ITEM DA TAREFA 1 | No trecho sobre o sujeito suposto saber, resuma em poucas frases o parágrafo que começa com "Voltemos ao nosso sujeito suposto saber", mantendo seus fatos principais.
ITEM DA TAREFA 2 | Segundo o trecho sobre o sujeito suposto saber, como Miller chama a identificação do analista com o sujeito suposto saber?
ITEM DA TAREFA 3 | Por favor, prossiga o trecho sobre o sujeito suposto saber a partir da última frase apresentada.

Vislumbramos nas palavras de Lacan de 1955 um fio entre este trabalho do inconsciente e a posição do analista: “É na medida em que o analista faz silenciar em si o discurso intermediário, para se abrir para a cadeia das falas verdadeiras, que ele pode instaurar sua interpretação reveladora”[6] – o silêncio (do analista) faz a verdade falar.
Com a agudeza da leitura lacaniana, pode-se qualificar esta verdade descoberta por Freud como enigma, opacidade, perda irremediável, ruptura, impossível, mas sobretudo concernida a um sofrimento[7]: a verdade que se sofre, tal como o sintoma pode denunciar, implicando, portanto, corpo e gozo.
Voltemos ao nosso sujeito suposto saber. Sabemos que o significante da transferência dá lugar ao regime topológico do funcionamento do objeto, o analista surge no lugar do objeto sempre perdido, de modo que o saber que se obtém em uma análise é menos aquele que se articula em uma cadeia e mais ruptura[8]. Assim, institui-se a possibilidade de uma extração de gozo e uma desestabilização do sintoma que mantém o laço da cadeia S1-S2. Esta é uma das maneiras como podemos ler a proposição de Lacan acerca do analista, aquele que se presta a bancar o dejeto: “[…] para realizar o que a estrutura impõe, ou seja, permitir ao sujeito, ao sujeito do inconsciente, tomá-lo como causa do seu desejo”[9].
Cabe notar que, logo depois da sua “Proposição” de outubro de 67, Lacan dedica-se ao engano (méprise) do sujeito suposto saber, em seu texto de dezembro de 1967 que traz no seu cerne a seguinte questão: “o saber que só se revela no engano do sujeito, qual pode realmente ser o sujeito que o sabe de antemão?”[10]. A posição do analista deve ficar suspensa em uma relação hiante, de abertura, […] e é na estrutura do engano do sujeito suposto saber que o psicanalista tem que “encontrar a certeza do seu ato e a hiância que constitui sua lei”[11]. No comentário que faz deste texto, Miller se pergunta qual é, afinal, esta “estrutura que determina a posição do analista, sua posição de sujeito na experiência enquanto inscrita no real, […] enquanto marcada em seu próprio ato” [12], ato que pode produzir efeitos reais e não somente semblantes. A primeira resposta: o analista não está determinado por uma captura de saber, sua prática não diz respeito a uma matéria sobre a qual pode-se capturar um saber e acumulá-lo como se faz na maestria. Ao contrário, na experiência analítica a relação com o saber é de impossibilidade de toda captura – verdade que o próprio inconsciente revela. Há um engano (méprise) essencial a propósito do saber em questão. Paradoxalmente, o sujeito suposto saber seria uma maneira de recobrir o furo no saber, radical e próprio ao inconsciente. Daí, a advertência de Lacan quanto aos riscos de uma identificação do analista com o sujeito suposto saber – o que Miller localiza como “enfatuação”.

LISTAGEM FORNECIDA |

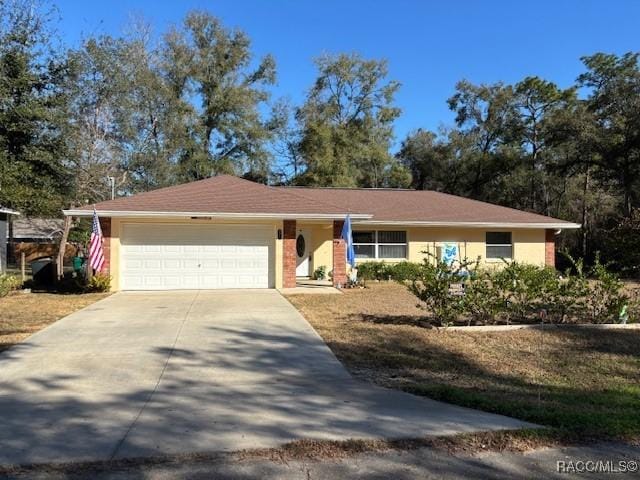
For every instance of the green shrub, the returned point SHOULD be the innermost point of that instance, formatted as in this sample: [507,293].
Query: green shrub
[566,299]
[432,286]
[525,289]
[320,273]
[482,301]
[98,283]
[606,297]
[404,271]
[9,283]
[374,271]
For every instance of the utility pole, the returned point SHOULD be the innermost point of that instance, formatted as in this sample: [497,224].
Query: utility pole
[112,182]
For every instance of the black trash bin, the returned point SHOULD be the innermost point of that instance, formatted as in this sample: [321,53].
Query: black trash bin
[43,271]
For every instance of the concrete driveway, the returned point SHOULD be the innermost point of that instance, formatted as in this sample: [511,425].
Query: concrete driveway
[141,374]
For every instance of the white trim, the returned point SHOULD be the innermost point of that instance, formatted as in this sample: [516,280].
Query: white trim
[376,246]
[267,216]
[558,226]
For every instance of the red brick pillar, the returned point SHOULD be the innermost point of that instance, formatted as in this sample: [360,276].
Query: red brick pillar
[105,225]
[289,256]
[550,248]
[339,255]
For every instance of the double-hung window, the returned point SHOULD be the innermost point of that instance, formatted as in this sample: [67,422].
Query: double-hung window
[380,244]
[499,245]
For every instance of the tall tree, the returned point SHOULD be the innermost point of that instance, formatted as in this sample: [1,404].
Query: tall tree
[209,63]
[32,111]
[431,162]
[536,101]
[484,116]
[346,125]
[150,118]
[614,83]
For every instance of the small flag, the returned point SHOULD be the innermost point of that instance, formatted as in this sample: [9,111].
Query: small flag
[348,238]
[96,253]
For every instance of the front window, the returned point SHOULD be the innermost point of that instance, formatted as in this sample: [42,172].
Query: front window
[380,244]
[499,245]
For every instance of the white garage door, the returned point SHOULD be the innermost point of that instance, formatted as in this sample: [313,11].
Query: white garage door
[165,257]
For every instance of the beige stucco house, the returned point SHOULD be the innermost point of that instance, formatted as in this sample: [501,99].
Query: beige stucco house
[226,232]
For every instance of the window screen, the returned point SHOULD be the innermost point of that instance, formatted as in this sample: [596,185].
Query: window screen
[499,245]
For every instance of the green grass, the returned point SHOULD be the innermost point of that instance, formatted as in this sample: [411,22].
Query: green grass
[579,383]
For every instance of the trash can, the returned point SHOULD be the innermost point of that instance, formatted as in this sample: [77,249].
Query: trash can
[78,263]
[42,271]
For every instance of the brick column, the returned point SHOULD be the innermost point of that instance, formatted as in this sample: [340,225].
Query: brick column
[289,255]
[550,248]
[105,225]
[339,255]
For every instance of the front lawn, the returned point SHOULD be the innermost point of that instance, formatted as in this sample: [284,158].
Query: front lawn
[23,314]
[581,382]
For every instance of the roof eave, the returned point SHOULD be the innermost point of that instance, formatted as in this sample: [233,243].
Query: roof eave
[221,215]
[531,225]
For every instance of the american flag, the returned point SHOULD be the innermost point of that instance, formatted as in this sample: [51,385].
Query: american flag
[96,254]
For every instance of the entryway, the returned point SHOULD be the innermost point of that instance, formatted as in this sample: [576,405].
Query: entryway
[303,253]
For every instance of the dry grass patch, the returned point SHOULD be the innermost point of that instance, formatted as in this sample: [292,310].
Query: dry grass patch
[583,382]
[23,314]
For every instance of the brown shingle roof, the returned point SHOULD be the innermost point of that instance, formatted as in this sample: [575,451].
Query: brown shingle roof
[222,194]
[232,195]
[401,205]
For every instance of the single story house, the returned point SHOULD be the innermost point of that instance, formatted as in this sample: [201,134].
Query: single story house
[4,229]
[226,232]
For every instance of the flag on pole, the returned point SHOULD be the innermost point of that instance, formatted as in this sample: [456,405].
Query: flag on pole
[96,253]
[348,238]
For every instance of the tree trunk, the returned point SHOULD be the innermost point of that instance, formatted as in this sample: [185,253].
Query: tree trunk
[63,246]
[585,211]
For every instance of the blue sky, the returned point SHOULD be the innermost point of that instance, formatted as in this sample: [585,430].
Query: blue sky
[429,45]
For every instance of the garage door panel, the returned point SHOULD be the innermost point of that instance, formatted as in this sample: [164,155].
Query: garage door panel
[156,256]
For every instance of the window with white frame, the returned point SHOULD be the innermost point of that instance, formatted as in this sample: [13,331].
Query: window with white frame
[499,245]
[380,244]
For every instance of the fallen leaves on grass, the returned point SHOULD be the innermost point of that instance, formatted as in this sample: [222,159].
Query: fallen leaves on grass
[583,382]
[23,314]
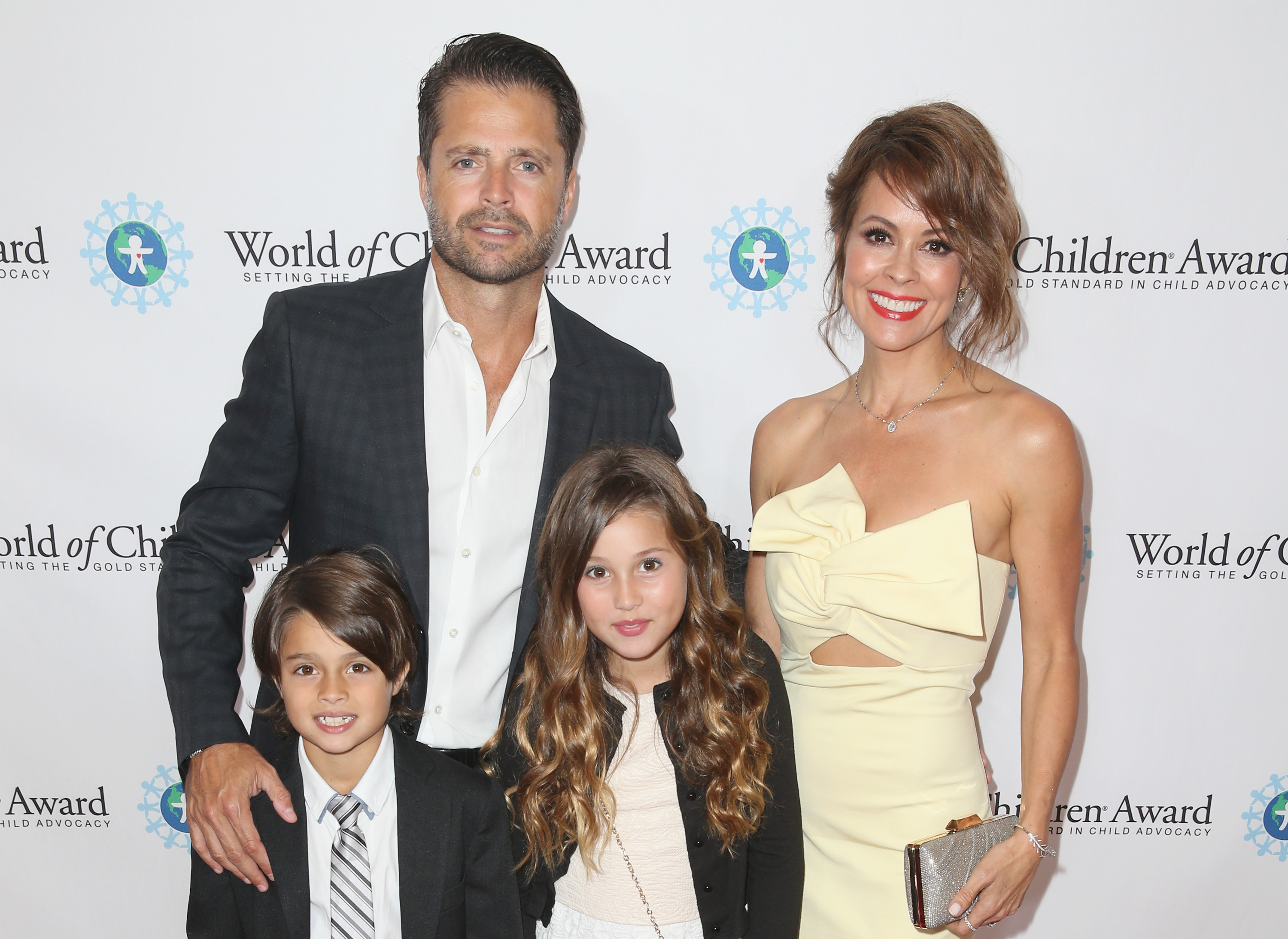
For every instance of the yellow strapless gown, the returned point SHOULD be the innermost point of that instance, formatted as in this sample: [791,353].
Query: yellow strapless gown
[885,755]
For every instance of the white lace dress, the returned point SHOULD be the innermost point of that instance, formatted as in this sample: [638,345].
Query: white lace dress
[605,903]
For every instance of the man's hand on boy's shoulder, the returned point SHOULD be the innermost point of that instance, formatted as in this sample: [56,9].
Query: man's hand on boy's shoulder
[222,780]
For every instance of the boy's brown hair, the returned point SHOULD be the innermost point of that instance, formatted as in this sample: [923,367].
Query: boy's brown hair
[357,598]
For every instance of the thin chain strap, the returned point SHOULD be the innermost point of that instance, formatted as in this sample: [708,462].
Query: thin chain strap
[632,869]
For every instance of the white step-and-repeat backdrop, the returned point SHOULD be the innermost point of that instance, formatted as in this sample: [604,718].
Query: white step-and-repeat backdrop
[272,145]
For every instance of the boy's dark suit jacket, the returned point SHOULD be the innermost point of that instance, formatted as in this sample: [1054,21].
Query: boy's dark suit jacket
[329,436]
[455,874]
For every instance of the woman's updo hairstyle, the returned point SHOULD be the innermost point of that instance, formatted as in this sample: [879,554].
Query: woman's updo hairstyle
[941,160]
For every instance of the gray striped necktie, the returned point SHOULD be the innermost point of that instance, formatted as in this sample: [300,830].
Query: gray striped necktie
[352,912]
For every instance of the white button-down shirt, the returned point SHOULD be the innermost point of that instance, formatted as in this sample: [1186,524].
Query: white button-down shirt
[379,822]
[483,486]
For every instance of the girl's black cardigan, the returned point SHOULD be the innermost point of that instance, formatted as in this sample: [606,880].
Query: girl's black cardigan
[754,891]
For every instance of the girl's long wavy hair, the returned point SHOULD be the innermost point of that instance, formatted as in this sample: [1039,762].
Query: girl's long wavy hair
[714,717]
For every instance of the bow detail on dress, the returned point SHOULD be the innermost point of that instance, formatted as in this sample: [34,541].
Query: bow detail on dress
[924,572]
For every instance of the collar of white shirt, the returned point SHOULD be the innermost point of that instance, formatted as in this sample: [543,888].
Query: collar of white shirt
[373,790]
[438,322]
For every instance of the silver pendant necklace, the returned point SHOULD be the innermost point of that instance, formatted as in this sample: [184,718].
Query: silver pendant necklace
[892,425]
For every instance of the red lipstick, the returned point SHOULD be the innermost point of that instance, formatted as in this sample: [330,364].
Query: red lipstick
[907,307]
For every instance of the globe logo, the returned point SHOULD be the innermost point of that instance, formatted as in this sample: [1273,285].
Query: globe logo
[174,809]
[136,253]
[759,258]
[1268,818]
[1276,818]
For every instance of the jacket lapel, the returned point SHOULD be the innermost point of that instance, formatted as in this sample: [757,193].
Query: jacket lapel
[289,844]
[574,405]
[422,825]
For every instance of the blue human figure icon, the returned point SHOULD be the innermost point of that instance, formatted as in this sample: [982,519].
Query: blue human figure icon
[136,253]
[758,257]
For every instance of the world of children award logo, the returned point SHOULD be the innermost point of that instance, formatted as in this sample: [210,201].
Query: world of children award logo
[1268,818]
[165,809]
[759,258]
[136,253]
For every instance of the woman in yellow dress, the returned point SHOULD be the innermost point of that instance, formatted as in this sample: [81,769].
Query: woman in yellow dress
[889,511]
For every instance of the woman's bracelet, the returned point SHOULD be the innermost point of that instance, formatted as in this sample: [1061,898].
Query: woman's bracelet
[1044,852]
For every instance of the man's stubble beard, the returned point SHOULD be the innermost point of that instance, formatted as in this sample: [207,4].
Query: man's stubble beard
[450,244]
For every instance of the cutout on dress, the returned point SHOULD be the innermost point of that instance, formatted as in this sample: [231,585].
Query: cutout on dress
[849,652]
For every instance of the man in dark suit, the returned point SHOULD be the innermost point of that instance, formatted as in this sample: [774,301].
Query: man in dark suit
[429,411]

RESPOSTA DO EXERCÍCIO 1 | O significante da transferência dá lugar ao regime topológico do funcionamento do objeto. O analista surge no lugar do objeto sempre perdido, e o saber obtido em uma análise é menos articulado em cadeia e mais ruptura. Isso possibilita uma extração de gozo e uma desestabilização do sintoma que mantém o laço da cadeia S1-S2. É uma das maneiras de ler a proposição de Lacan do analista como aquele que se presta a bancar o dejeto, permitindo ao sujeito do inconsciente tomá-lo como causa do seu desejo.

RESPOSTA DO EXERCÍCIO 2 | Enfatuação.

RESPOSTA DO EXERCÍCIO 3 |
Alguns impasses que se colocam na experiência de uma análise dizem respeito a este complexo e “enganoso” enodamento entre amor, saber, verdade. Freud ao propor que “a relação analítica se baseia no amor à verdade” não deixou de apontar, mesmo que fosse a título da necessidade de excluí-la, a possível presença insidiosa da aparência (semblante) e do falseamento[13]. Se o amor à verdade é o “modo de acesso ao saber para todo sujeito falante”, e a verdade, portanto, constituiria “a face libidinal, pulsional do saber”, Lacan encontrará a maneira de arrancar da verdade sua face de satisfação desconectando-a do sentido[14] – este nos parece ser um ponto crucial em seu ensino. Ao se autorizar, desde sua própria experiência de análise, a sustentar este laço inédito que é a psicanálise, o analista poderá dar lugar ao inconsciente realizado em ato sob transferência; ocupando a posição de objeto a, pode deslizar ao lugar definido pelo modo de gozo em ato[15], sem saber prévio ou suposto.